[Records from a dataset]
══════
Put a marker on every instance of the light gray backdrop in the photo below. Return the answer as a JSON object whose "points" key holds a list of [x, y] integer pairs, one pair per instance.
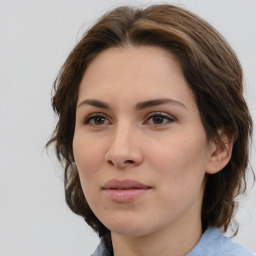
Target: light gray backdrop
{"points": [[35, 39]]}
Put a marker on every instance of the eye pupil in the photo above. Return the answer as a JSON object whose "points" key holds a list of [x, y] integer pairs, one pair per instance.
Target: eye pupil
{"points": [[99, 120], [158, 119]]}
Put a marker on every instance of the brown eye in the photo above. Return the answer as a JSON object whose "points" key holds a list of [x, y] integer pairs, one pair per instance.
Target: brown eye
{"points": [[159, 118], [96, 119]]}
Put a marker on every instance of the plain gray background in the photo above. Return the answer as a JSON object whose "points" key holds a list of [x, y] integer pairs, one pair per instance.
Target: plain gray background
{"points": [[35, 39]]}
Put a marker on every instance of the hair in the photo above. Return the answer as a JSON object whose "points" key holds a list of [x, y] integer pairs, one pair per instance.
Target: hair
{"points": [[213, 73]]}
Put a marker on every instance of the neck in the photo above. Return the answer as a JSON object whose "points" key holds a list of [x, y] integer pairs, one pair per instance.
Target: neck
{"points": [[170, 241]]}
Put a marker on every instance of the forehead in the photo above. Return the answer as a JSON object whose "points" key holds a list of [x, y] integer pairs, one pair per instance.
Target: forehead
{"points": [[136, 72]]}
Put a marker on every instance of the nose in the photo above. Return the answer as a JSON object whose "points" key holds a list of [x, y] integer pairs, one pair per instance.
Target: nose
{"points": [[124, 149]]}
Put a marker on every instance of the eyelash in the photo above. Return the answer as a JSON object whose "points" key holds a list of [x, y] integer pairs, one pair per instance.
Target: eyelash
{"points": [[167, 117]]}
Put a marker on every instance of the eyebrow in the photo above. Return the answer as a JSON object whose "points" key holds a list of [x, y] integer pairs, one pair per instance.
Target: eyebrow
{"points": [[139, 106]]}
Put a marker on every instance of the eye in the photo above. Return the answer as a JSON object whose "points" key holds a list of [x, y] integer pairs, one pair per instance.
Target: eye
{"points": [[96, 119], [159, 118]]}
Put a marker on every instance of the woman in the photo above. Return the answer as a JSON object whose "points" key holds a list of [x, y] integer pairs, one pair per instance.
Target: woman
{"points": [[153, 130]]}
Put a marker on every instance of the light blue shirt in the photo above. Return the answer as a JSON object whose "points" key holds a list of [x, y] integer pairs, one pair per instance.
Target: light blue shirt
{"points": [[212, 243]]}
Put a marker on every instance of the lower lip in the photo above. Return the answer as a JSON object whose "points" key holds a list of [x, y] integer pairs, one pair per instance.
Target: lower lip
{"points": [[125, 195]]}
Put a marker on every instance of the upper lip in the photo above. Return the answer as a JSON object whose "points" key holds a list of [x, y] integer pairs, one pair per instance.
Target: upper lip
{"points": [[124, 184]]}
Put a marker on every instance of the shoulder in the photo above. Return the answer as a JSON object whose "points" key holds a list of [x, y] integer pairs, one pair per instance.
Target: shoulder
{"points": [[214, 243]]}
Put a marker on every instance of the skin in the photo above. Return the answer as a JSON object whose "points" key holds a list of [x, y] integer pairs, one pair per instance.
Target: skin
{"points": [[168, 152]]}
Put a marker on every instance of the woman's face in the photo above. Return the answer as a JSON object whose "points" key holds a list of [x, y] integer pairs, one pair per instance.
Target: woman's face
{"points": [[139, 143]]}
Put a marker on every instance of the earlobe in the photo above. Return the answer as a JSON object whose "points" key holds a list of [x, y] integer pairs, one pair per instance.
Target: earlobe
{"points": [[220, 152]]}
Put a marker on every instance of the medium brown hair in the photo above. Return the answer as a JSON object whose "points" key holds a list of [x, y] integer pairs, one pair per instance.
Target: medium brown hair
{"points": [[213, 73]]}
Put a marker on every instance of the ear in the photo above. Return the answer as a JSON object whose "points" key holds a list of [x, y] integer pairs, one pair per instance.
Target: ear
{"points": [[220, 151]]}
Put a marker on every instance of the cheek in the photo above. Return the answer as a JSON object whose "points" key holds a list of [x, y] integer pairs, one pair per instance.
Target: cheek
{"points": [[181, 161], [88, 156]]}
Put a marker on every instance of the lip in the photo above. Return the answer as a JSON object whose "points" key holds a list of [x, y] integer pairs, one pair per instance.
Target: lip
{"points": [[124, 191]]}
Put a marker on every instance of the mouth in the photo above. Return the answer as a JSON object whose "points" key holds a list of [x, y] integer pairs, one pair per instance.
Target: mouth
{"points": [[124, 191]]}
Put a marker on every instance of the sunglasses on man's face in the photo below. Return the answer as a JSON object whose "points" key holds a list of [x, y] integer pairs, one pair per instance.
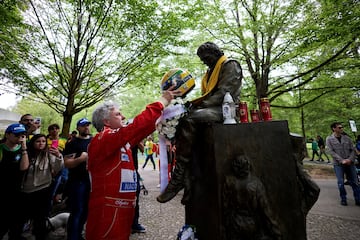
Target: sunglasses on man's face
{"points": [[19, 134], [28, 120]]}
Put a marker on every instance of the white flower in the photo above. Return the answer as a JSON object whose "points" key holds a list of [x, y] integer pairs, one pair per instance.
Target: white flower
{"points": [[168, 122]]}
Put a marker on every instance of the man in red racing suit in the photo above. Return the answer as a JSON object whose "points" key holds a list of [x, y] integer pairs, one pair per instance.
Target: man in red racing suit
{"points": [[110, 164]]}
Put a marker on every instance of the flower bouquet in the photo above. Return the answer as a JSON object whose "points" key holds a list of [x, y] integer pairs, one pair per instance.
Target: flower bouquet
{"points": [[167, 123]]}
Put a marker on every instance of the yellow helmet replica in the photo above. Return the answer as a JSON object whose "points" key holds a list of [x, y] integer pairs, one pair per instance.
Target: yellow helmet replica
{"points": [[181, 78]]}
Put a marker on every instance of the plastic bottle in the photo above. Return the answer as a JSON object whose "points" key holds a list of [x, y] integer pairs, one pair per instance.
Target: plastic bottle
{"points": [[228, 108]]}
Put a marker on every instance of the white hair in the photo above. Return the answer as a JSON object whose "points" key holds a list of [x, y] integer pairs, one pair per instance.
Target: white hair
{"points": [[101, 113]]}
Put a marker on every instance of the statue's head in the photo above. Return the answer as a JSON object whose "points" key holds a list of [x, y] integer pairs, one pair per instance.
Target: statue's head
{"points": [[209, 53], [241, 166]]}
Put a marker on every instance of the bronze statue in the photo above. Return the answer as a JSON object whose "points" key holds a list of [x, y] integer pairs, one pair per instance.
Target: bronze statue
{"points": [[246, 210], [224, 75]]}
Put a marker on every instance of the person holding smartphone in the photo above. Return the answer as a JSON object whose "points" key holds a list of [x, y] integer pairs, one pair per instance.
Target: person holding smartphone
{"points": [[54, 141], [78, 184], [14, 161], [31, 126]]}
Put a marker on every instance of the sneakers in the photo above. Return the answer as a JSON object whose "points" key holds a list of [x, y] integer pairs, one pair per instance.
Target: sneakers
{"points": [[138, 229]]}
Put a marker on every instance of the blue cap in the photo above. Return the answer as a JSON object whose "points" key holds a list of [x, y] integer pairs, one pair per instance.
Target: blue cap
{"points": [[83, 122], [16, 128]]}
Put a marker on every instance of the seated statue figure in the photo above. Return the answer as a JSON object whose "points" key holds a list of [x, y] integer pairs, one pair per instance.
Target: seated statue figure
{"points": [[246, 210], [223, 75]]}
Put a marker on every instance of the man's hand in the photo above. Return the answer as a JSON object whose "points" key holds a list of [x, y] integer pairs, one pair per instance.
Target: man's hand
{"points": [[346, 162]]}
══════
*YOUR GOAL*: Can you transcribe all of the material above word for word, leaving the pictures out of your answer?

*WRITTEN RESPONSE*:
Put a marker on every instance of the light gray backdrop in the photo below. Return the answer as a JSON object whose "points" key holds a list of [x, y] integer pairs, one pair per instance.
Target: light gray backdrop
{"points": [[35, 39]]}
Put a marker on every instance of the eye pupil in the photo above. Return the answer as a JSON object whose "points" key holds a list of [x, y] integer pairs, one pair per instance.
Target: eye pupil
{"points": [[99, 120], [158, 119]]}
Put a marker on every instance of the brown eye in the photo above. Return the answer as a JSON object whose "points" key holds a list of [x, y] integer pairs, one pair per instance.
Target: brown eye
{"points": [[159, 118], [96, 119]]}
Put a marker on every instance of the plain gray background in the photo above. Return the answer as a JSON object whose "points" key holds a list of [x, y] integer pairs, one pair per instance.
Target: plain gray background
{"points": [[35, 39]]}
Put a marker on every instance of the hair in the photo above. Return the answer as a JSON object whose "points" key holds a list of [x, y] integer pairs, one pair per instance.
Target: hair
{"points": [[213, 73]]}
Put a marker on every instance of the neck in the photo above. Return the answer as a JSON object whose "points" key holds a list of [x, y] integer pairs, one pair per instance.
Target: neck
{"points": [[170, 241]]}
Put a marker on every instance of the forehead in the photo above. Return the answer as a JSON object whose "points" key holds a list of [x, y] integer pairs, one pair per instance.
Target: forehead
{"points": [[136, 72]]}
Put a marker on every instance of the nose in the photo above. Return the answer as a JSON object whose "points" key holds a list of [x, y] integer pairs, one pair per instance.
Target: nose
{"points": [[124, 149]]}
Put a marker on every instance of the eyelash in the photo above. Return the answer as a JSON object whose "points" key holds a list of [x, y] integer pairs, one pair per instance.
Target: eyelash
{"points": [[167, 117]]}
Put a marker on every instance of the eyebrow in the photo above. Return the answer as a JSON object whose "points" key holds a list of [x, y] integer pairs, one pair per instance.
Target: eyebrow
{"points": [[139, 106]]}
Put a marker on every instance of the eye in the photo above. Return the answer as a JSON object whose "points" key holds a list of [x, y] integer pairs, one pair per instance.
Target: eye
{"points": [[96, 119], [159, 118]]}
Put a marker on every instance of the woman in the photo above. Return the answer as a JSON object whose "points" key holds a list of [x, y] integer pairs, one pair per instance.
Target: woman
{"points": [[153, 130]]}
Put a marker on every instance of the light blue shirt in the photo above. Return the answer as a JSON object whose "points" key holds a list of [x, y] integer pairs, one pair per instance.
Target: light blue shirt
{"points": [[212, 243]]}
Put a marker on every instance of the lower lip in the photo above. Return the answer as a JSON object whose "points" key holds a list of [x, y] integer pairs, one pair per instance.
Target: lower lip
{"points": [[125, 195]]}
Put a marker on every instance of the upper lip in the photo above. Return the answer as a JSON object whose "points" key holds a list of [x, y] integer pairs, one pair per instance.
Target: upper lip
{"points": [[124, 184]]}
Put a marker on every instance of the shoulder in the photo above. Return the answer as a JSON object whose "points" key holds a list of [x, y] integer pairs, one pair per instance.
Target: shoulder
{"points": [[214, 243]]}
Put a marker on every instance of the skin in the photo above. Return the answer as a JSON object whose "points" key holds a list of [x, y] integer pairs, one pair per instance.
Target: skin
{"points": [[168, 152]]}
Put a marker on every instance of the woman's face in the photo above. Return the answer as a JSON object whose "points" key holds a list of [x, y] integer pairs, one pair per instance.
Target: woman's face
{"points": [[139, 143]]}
Put a marker on every instance of the earlobe in the photo above. Return the answer as a JSON object whose "points" key holds a list of [x, y] integer pairs, one pair per instance.
Target: earlobe
{"points": [[220, 152]]}
Put a marker on every instance of the medium brown hair in the photo above. Return the answer as a JSON object whose "points" key holds a list of [x, y] integer pairs, one pair per instance.
Target: medium brown hair
{"points": [[213, 73]]}
Put a marker on every instance of the ear in the photo above. Return the answer as a JSON object whose "points" key holds a list of [x, y] integer pairs, one pair per instance.
Target: ear
{"points": [[220, 151]]}
Put a marker on every instance of the cheek in the photo above. Return the answer as a JSON object whose "points" key holds a list of [x, y] integer pairs, one pair per instance.
Target: cheek
{"points": [[181, 161], [88, 156]]}
Put a marker on every instance of the lip in the photo above. Return the answer as a JSON object whose "points" key holds a list of [x, y] integer pairs, one pair per instance.
Target: lip
{"points": [[124, 191]]}
Put a marker on every instance of the mouth in the photo above. Return the answer as a JSON object whose "points" key holds a list of [x, y] integer pairs, one pair per instance.
Target: mouth
{"points": [[124, 191]]}
Put a marker on every instance of the sunglasses on man's face in the photo below. Return the answer as a JSON object whose "points" key holds a list of [x, y] integer pairs, one pair per instance.
Target: sunglasses on man's face
{"points": [[19, 134], [28, 120]]}
Put a marker on every instance of the white flower in the photo above. Return the answer as a JSON object whose "points" key holds a list of [x, y] integer pairs, one pair per instance.
Target: white flower
{"points": [[168, 122]]}
Put a marker on every instance of the man in red racing suit in the photo above. Return the answer as a JSON object whose "points" key holds a list of [x, y] integer pairs, one pair per instance.
Target: man in red racing suit
{"points": [[110, 164]]}
Put a marker on every instance of the flower bouquet in the photo above. Return the answer as a JSON object whose "points" key holds a list of [x, y] integer pairs, one pair per instance.
Target: flower bouquet
{"points": [[167, 123]]}
Put a marker on every instance of the yellow helmet replica in the photo above. Return the answer as a JSON object whose "points" key holds a list of [x, y] integer pairs, one pair per instance.
Target: yellow helmet replica
{"points": [[181, 78]]}
Put a marker on every instance of the plastic bottle in the photo above. Return the answer as a JSON object whose "points" key holds a list of [x, y] integer pairs, one pair per instance.
Target: plastic bottle
{"points": [[228, 108]]}
Put a marker on every instance of the white hair in the photo above. Return the answer as a JSON object whose "points" key holds a list of [x, y] integer pairs, one pair per instance.
Target: white hair
{"points": [[101, 113]]}
Put a marker on every instance of the statue's head in the photo above. Return the answer as a JSON object whose "points" key holds a list of [x, y] integer pairs, one pair per instance.
Target: statue's head
{"points": [[209, 53], [241, 166]]}
Put a marker on every instance of the bronze statue in the photo above. Return the answer as a JSON object whose "points" key holds a list of [x, y] integer pairs, one pair per instance.
Target: bronze statue
{"points": [[246, 210], [224, 75]]}
Put a marker on every instance of the person holding smartphone in the photo above. Return the answer as a JSON object whose "points" key holds a list of [x, y] integer pairs, one pair per instance.
Target: person holding smartphone
{"points": [[54, 141], [78, 184], [14, 161], [31, 126]]}
Put a marker on every instance of the sneakers in the photo above. Return the answer as a JSON object whose "points" key holds a list of [x, y] integer pairs, one pair per instance.
Target: sneakers
{"points": [[138, 229]]}
Put a marker on every instance of the blue cap in the photo above. Return the answer as a JSON object whose "points" key holds a list of [x, y] integer pairs, one pair per instance.
Target: blue cap
{"points": [[83, 122], [16, 128]]}
Put a marker on every instance of the seated statue figure in the photo above. Return the answer as a JSON object whose "points" key holds a list of [x, y] integer pairs, one pair per instance.
Target: seated statue figure
{"points": [[246, 210], [223, 75]]}
Put a marker on every instance of the man's hand in the photo above. Return the answer as a JSON object whose "points" key holds a list of [x, y] integer pairs, one pair per instance.
Target: man's hand
{"points": [[346, 162]]}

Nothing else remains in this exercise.